*Given data*
··········
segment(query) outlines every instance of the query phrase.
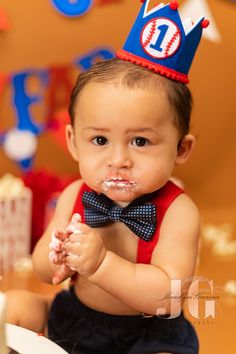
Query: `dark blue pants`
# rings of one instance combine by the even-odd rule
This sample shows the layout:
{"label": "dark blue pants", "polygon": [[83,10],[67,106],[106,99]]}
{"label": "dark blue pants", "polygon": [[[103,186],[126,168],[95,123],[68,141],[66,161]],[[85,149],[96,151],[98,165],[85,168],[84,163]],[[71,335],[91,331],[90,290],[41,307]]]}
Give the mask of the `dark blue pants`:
··········
*Try it*
The whole listing, minus its images, should be repeated exactly.

*Output of the exercise*
segment(query) outlines every instance of the query phrase.
Query: `dark blue pants`
# rings of one instance combine by the even-odd rule
This sample shows the layout:
{"label": "dark blue pants", "polygon": [[83,10],[67,106],[106,99]]}
{"label": "dark blue pants", "polygon": [[[103,186],[126,168],[95,123],[68,141],[66,161]],[[85,149],[96,151],[98,165],[85,168],[84,163]],[[71,335],[91,331],[90,290],[41,307]]]}
Give the mask of the `dark blue pants`:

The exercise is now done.